● Passage shown

------------------------------------------------------------------------

Memoir and Essay
A Late Bloomer (McSweeney’s April 10, 2020)
Judah Leblang
Medford, MA
I was born in 1957, the expansive peak of the Baby Boom. My generation, as The Who reminded us, wanted to die before we got old. At least that’s what I heard growing up, listening to the music on my transistor radio and watching my older peers protest the Vietnam War, go to Woodstock, and partake in the sex, drugs and rock n’ roll lifestyle that I could only glimpse from my perch in suburban Cleveland. I wondered if I was born too late.Fast forward fifty years. In the midst of the pandemic, I find I’m eligible for “senior hours” at my local grocery store, one of the few privileges of age. The other morning, I trooped into Whole Foods with my funky homemade mask crafted from a yarmulke I ‘borrowed’ from my synagogue. A man of about 70, with a real disposable mask, stood inside the doorway and asked, “Can you tell me your age, please?” The answer, 63, felt strange on my tongue, a foreign substance. I’ve always been a late bloomer. After bouncing around in work and in life — I was a special education teacher, a career counselor, a sign language interpreter, and a kitchen worker at a yoga ashram, all by age 35 — I became a writer in my 40s, and finally fulfilled a dream by writing and performing a one-man show in my mid-50s.
Now, I’m constantly reminded that I’m over 60, a member of a high-risk group. The constant COVID coverage tells me what I already know – that life is finite. And though I’ve reinvented myself several times over the past few decades, Father Time is the ultimate arbiter, and he always wins in the end.
My last name, Leblang, means ‘live long’ in German, but men in my family usually don’t. My father died at 61; his father was 65. Still, I’m hunkered down at home, thankful for my relatively good health, and hoping that as a “Junior-Senior,” I’ll still have more time.

------------------------------------------------------------------------

Referring expression grounding records
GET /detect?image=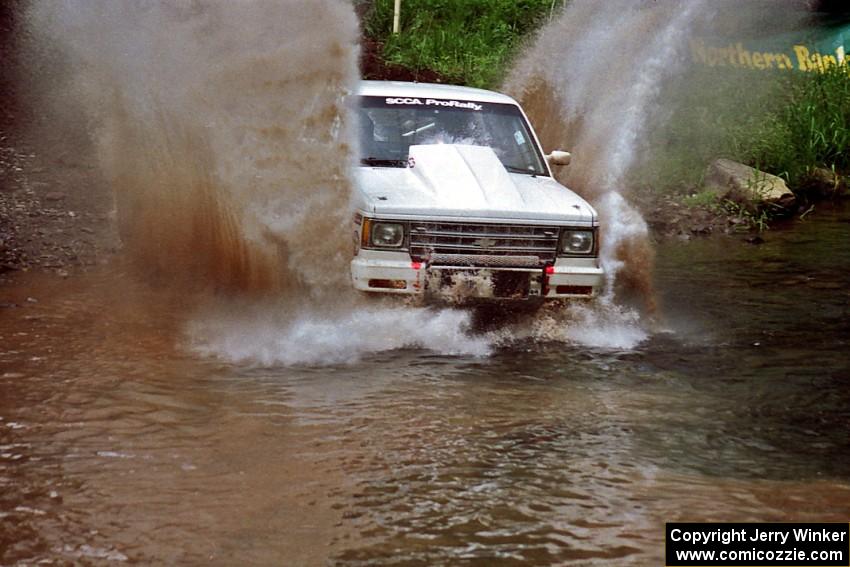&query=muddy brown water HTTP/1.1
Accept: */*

[0,206,850,565]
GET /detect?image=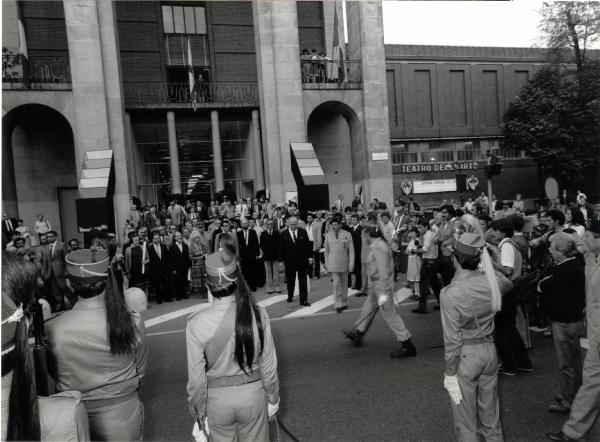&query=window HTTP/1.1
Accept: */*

[162,5,206,35]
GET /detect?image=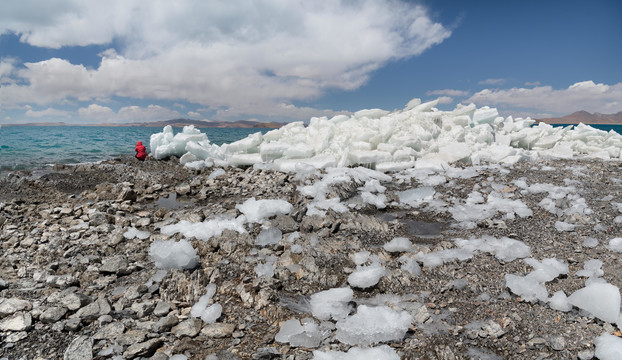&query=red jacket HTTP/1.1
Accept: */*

[134,141,147,160]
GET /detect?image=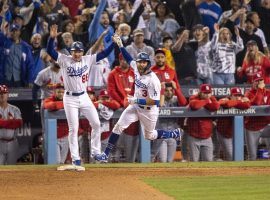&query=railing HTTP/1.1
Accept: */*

[9,84,258,101]
[44,106,270,164]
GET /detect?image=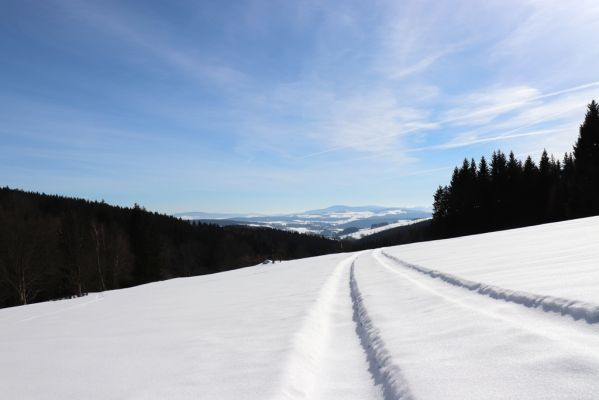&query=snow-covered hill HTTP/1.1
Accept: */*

[175,206,431,236]
[0,218,599,400]
[339,218,430,239]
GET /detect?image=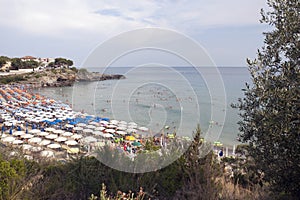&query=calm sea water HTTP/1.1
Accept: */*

[32,66,250,145]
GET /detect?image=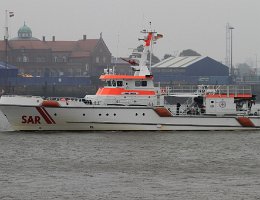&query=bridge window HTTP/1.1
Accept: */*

[112,80,116,87]
[135,81,147,87]
[141,81,147,87]
[107,81,112,86]
[135,81,141,87]
[116,81,123,87]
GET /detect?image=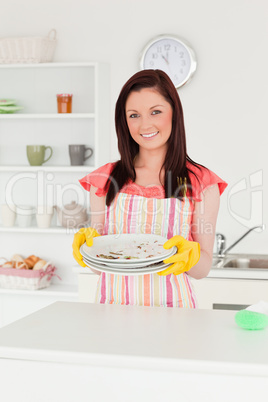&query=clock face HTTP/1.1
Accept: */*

[141,35,196,88]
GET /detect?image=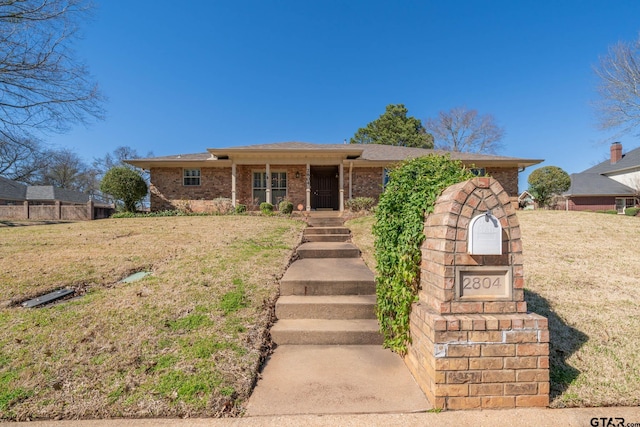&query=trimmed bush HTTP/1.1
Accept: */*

[373,155,474,355]
[345,197,376,212]
[260,202,273,215]
[278,200,293,215]
[211,197,234,215]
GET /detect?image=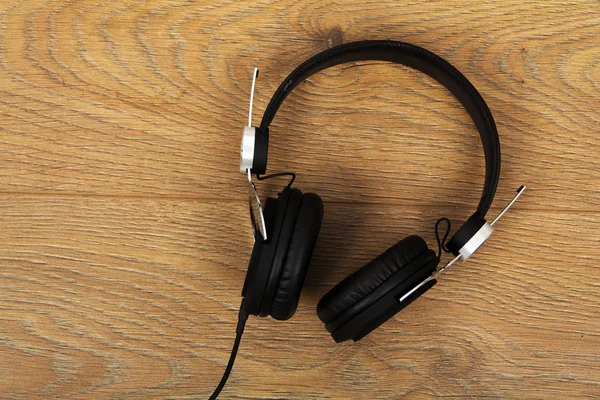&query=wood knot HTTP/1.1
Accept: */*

[327,29,344,49]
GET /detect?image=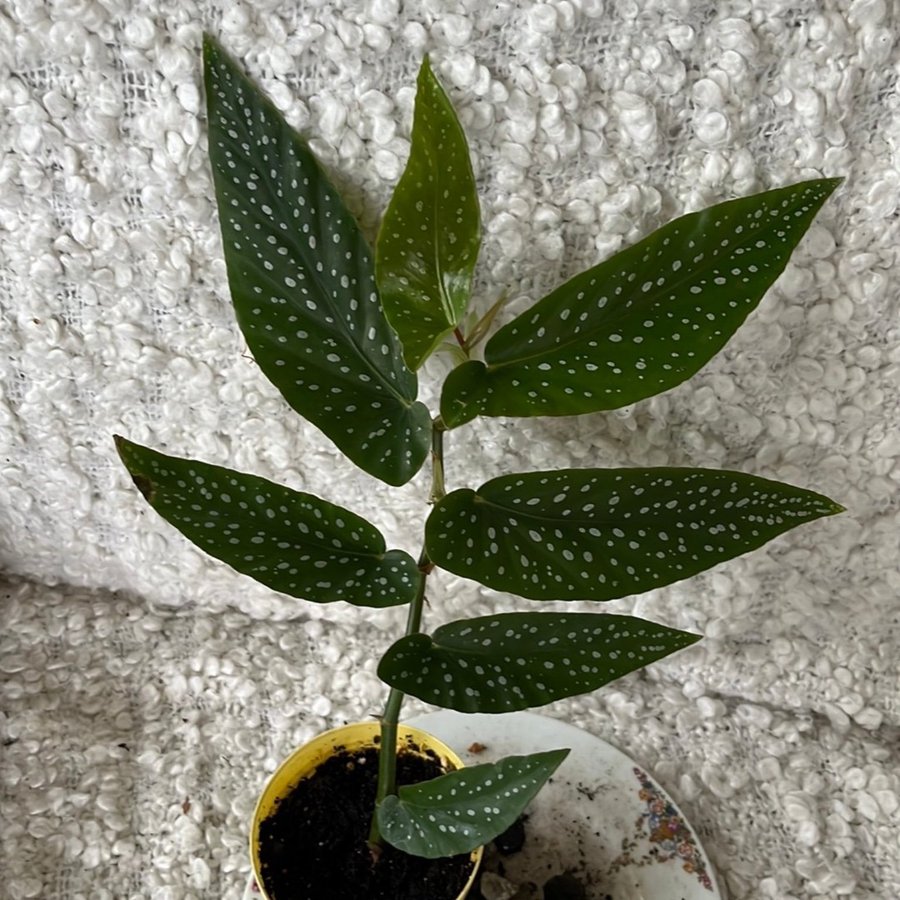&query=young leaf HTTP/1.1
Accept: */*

[425,468,842,600]
[375,56,481,369]
[203,37,431,484]
[441,178,840,428]
[378,612,699,713]
[376,750,569,859]
[116,436,422,607]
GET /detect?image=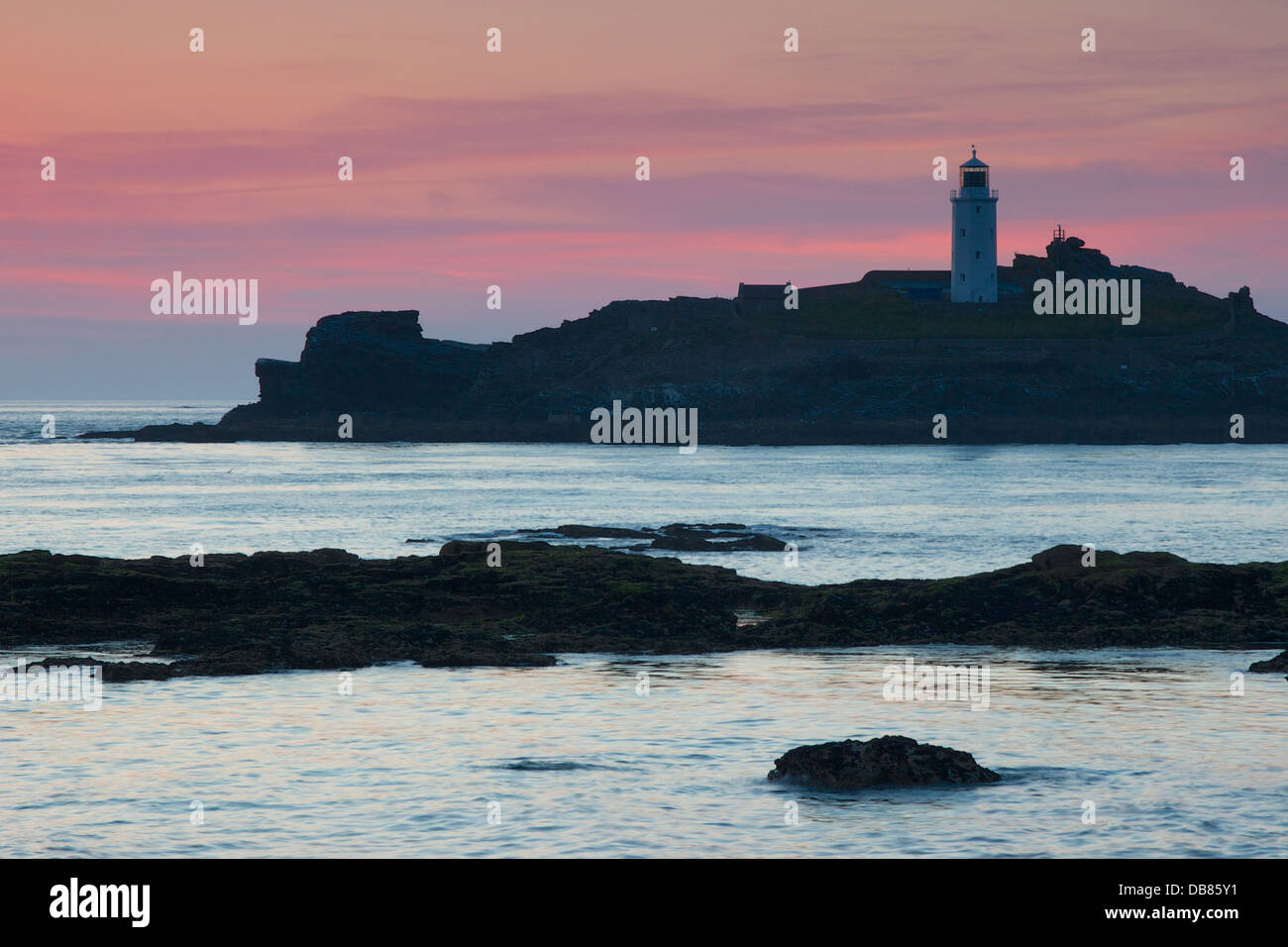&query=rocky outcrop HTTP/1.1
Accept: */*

[769,736,1002,789]
[1248,651,1288,674]
[507,523,786,553]
[86,237,1288,445]
[0,541,1288,681]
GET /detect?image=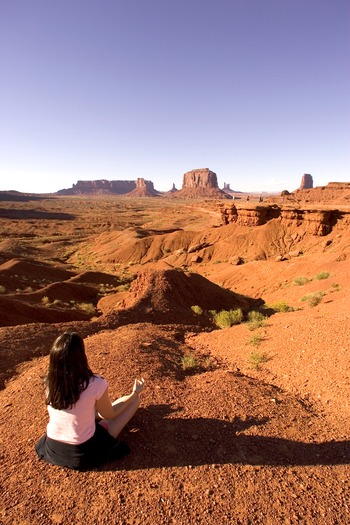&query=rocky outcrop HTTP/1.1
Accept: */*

[292,182,350,206]
[127,178,159,197]
[57,179,136,195]
[175,168,231,199]
[299,173,314,190]
[221,204,280,226]
[221,204,350,236]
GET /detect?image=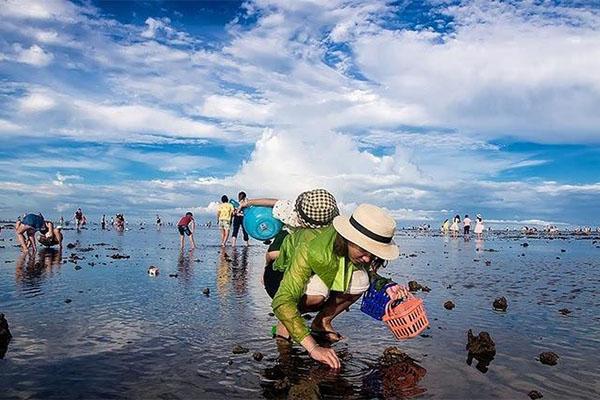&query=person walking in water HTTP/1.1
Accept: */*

[73,208,83,229]
[463,214,471,236]
[231,192,250,246]
[475,214,484,239]
[217,195,233,246]
[177,211,196,250]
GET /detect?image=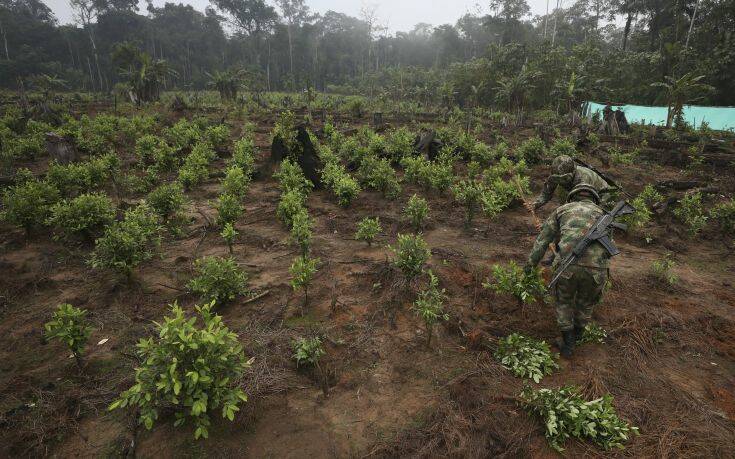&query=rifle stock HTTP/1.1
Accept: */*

[549,201,635,289]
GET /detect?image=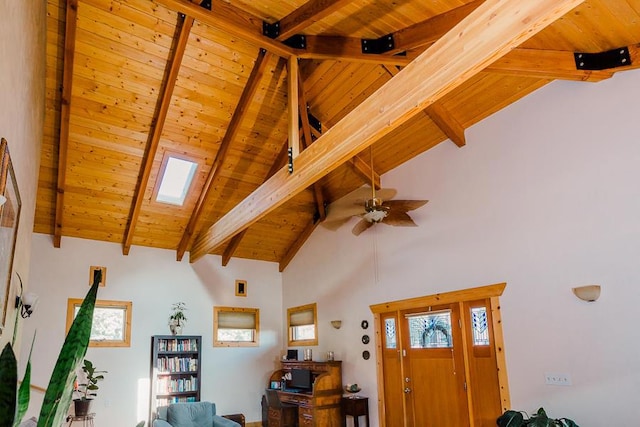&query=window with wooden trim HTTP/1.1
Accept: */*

[287,303,318,346]
[213,307,260,347]
[66,298,132,347]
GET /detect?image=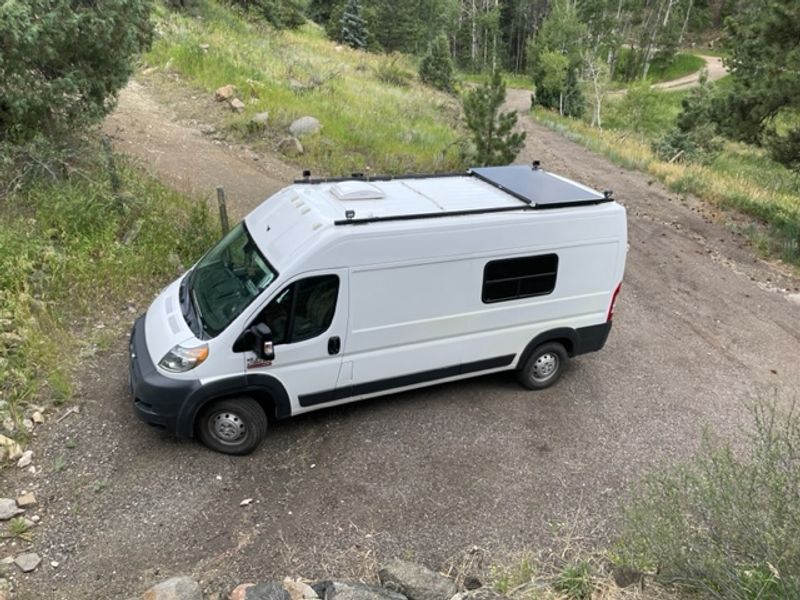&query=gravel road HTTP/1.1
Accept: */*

[0,82,800,600]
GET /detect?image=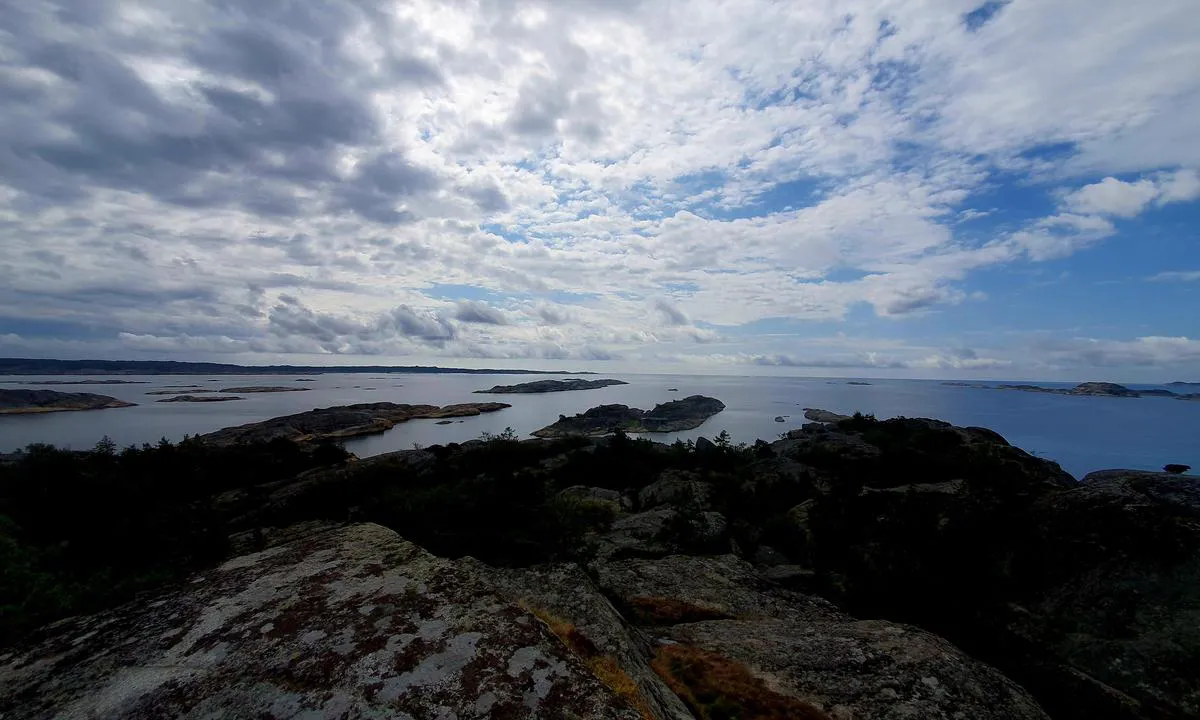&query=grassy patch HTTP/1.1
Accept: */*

[650,644,829,720]
[526,606,654,720]
[626,595,730,625]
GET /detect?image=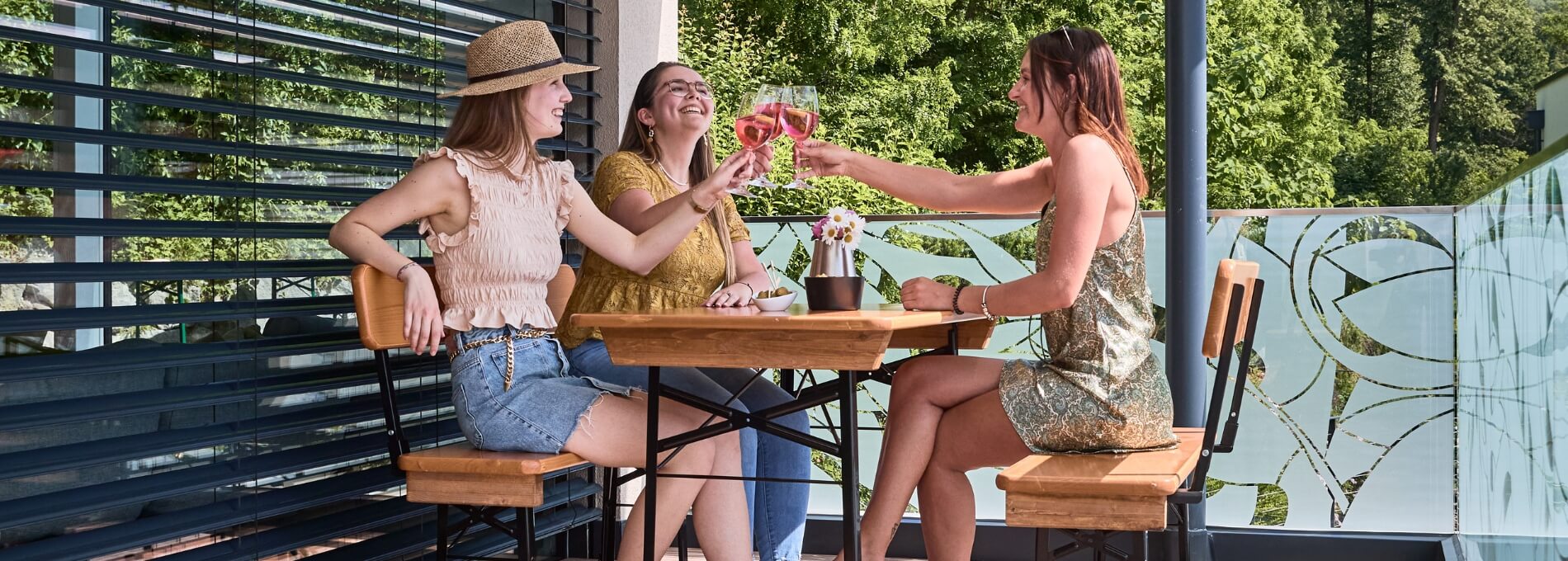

------------------------------------------------------------------------

● Aim of the exercise
Answer these questions using the essay "A Late Bloomer":
(a) In what year was the writer born?
(b) What age did the writer give when asked at the grocery store?
(c) What does the surname Leblang mean in German?
None of the records are needed for the work that comes next.

● Output below
(a) 1957
(b) 63
(c) "Live long"